## Start
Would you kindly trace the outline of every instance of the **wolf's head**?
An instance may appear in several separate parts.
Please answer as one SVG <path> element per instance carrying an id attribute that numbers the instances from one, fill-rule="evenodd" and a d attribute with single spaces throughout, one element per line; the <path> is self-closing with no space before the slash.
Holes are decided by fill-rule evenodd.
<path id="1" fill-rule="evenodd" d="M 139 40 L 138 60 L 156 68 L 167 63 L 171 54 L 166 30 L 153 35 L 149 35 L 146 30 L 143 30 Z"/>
## End
__What you should do__
Reproduce verbatim every line from the beginning of the entries up to and including the line containing "An instance may".

__The solution__
Would you kindly trace the outline of every instance of the **wolf's head**?
An instance may appear in several separate parts.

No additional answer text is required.